TESTO
━━━

Da Napoli Monitor n. 43, ottobre 2011
È stato presentato alla mostra del cinema di Venezia il film Là-bas – Educazione criminale, scritto e diretto da Guido Lombardi, prodotto dalla napoletana Figli del Bronx, liberamente ispirato alla strage di Castel Volturno del 18 settembre 2008.
Il protagonista si chiama Yssuf ed è un artista. È arrivato in Italia su invito dello zio con la speranza di trovare lavoro come artigiano e di riuscire a mettere da parte i soldi necessari per l’acquisto di una costosa macchina che produca le sue opere d’arte. Una volta giunto a Castel Volturno, Yssouf si accorge che la realtà è ben diversa. La casa dove trova ospitalità è degradata e i suoi abitanti sopravvivono vendendo fazzoletti ai semafori o suonando musica per strada. Suo zio, Moses, invece è in Italia da molti anni, sa come va il mondo, e ha messo in piedi un’organizzazione dedita al traffico internazionale di droga.
Yssouf, dopo una prima esperienza di lavoro in un autolavaggio, dove viene sfruttato e sottopagato, si ritroverà anche lui coinvolto in traffici illeciti. Suo zio gli chiederà di aiutarlo a nascondere il corpo di una donna- corriere morta a causa delle rottura di un ovulo che portava con sé e che conteneva droga. Inizia così la carriera criminale di Yssouf, che terminerà con la fuga dall’agguato dei criminali locali che uccideranno lo zio e sei vittime innocenti, colpevoli solo di frequentare lo stesso luogo del clan di Moses.
A Venezia il film ha ottenuto un buon successo, vincendo il Premio Venezia Opera Prima e il Premio del pubblico. L’opera prima di Lombardi ha riscosso un giudizio positivo anche dalla critica, che al di là del suo valore cinematografico ne ha apprezzato il valore di testimonianza civile.
Eppure, quando il 17 settembre, il giorno prima del terzo anniversario della strage, è stato presentato in anteprima nazionale a Castel Volturno, Là-bas non ha riscosso lo stesso entusiasmo registrato a Venezia. Anzi, una volta terminata la proiezione ci sono stati momenti di tensione tra il produttore e una parte del pubblico che non aveva gradito l’inserimento della strage all’interno del film. Secondo alcuni, infatti, il film usa in modo strumentale i fatti accaduti nel 2008 e rischia di danneggiare il lavoro fatto in questi anni anche dalle associazioni del territorio per far emergere la verità sulle circostanze e sulle motivazioni dell’eccidio.

━━━

DATI GREZZI
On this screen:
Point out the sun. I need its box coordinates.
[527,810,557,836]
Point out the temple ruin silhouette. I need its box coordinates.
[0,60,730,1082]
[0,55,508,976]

━━━

ESERCIZI
**A.** Stabilisci se le affermazioni seguenti concordano con il testo sul film Là-bas. Rispondi sì o no a ciascuna e cita fra virgolette le parole del testo che lo dimostrano.
(i) A Venezia il film ha vinto il Premio del pubblico.
(ii) Il protagonista è arrivato in Italia su invito del padre.
(iii) L'anteprima nazionale a Castel Volturno si è tenuta nel giorno esatto del terzo anniversario della strage.
**B.** Scrivi il seguito del testo sul film Là-bas a partire dall'ultima frase riportata.
Le righe di dati sono materiale a sé stante, distinto dal testo.

SOLUZIONI
**A.**
(i) Sì: «vincendo il Premio Venezia Opera Prima e il Premio del pubblico».
(ii) No: «È arrivato in Italia su invito dello zio».
(iii) No: «il 17 settembre, il giorno prima del terzo anniversario della strage».

**B.**
Il regista ha dichiarato che Là-bas è stato scritto nel 2005, e nel 2008, dopo la strage, è stato riadattato per inserire nella trama anche l’eccidio. A tal fine Lombardi ha affermato di essersi letto gli atti processuali e di avere chiesto aiuto a una giornalista professionista. Nonostante ciò il racconto del film si discosta molto dalla realtà dei fatti. In Là-bas le motivazioni della strage sono da ricercare nel contrasto tra due bande criminali, da un lato quella locale, che chiede agli africani di pagare una tangente sui guadagni provenienti dallo spaccio di droga, dall’altro quella africana, che gestisce il traffico di stupefacenti ma non ha alcuna intenzione di sottostare al diktat dei camorristi locali. La magistratura ha appurato che i sei ragazzi ghanesi uccisi non erano spacciatori e non avevano alcun legame con la criminalità, e che il commando guidato da Giuseppe Setola, luogotenente del clan dei Casalesi, agì “allo scopo di incutere terrore e con l’obiettivo di uccidere le vittime in quanto persone di colore, ritenute inferiori e diverse”. Motivazione che è stata poi confermata dalla sentenza di primo grado emessa dalla Prima Corte d’Assise del tribunale di Santa Maria Capua Vetere che ha condannato all’ergastolo gli esecutori materiali della strage.
Là-bas dunque mischia finzione e realtà, lo fa però nel modo peggiore, inserendo nella sua trama in modo distorto un episodio tragico e controverso, sul quale i razzisti in servizio permanente, a Castel Volturno come altrove, avevano già provveduto a gettare ombre e maligne allusioni. Non a caso, subito dopo l’eccidio, la tesi del regolamento di conti tra bande rivali aveva causato la rivolta degli immigrati con un corteo spontaneo lungo la Domiziana.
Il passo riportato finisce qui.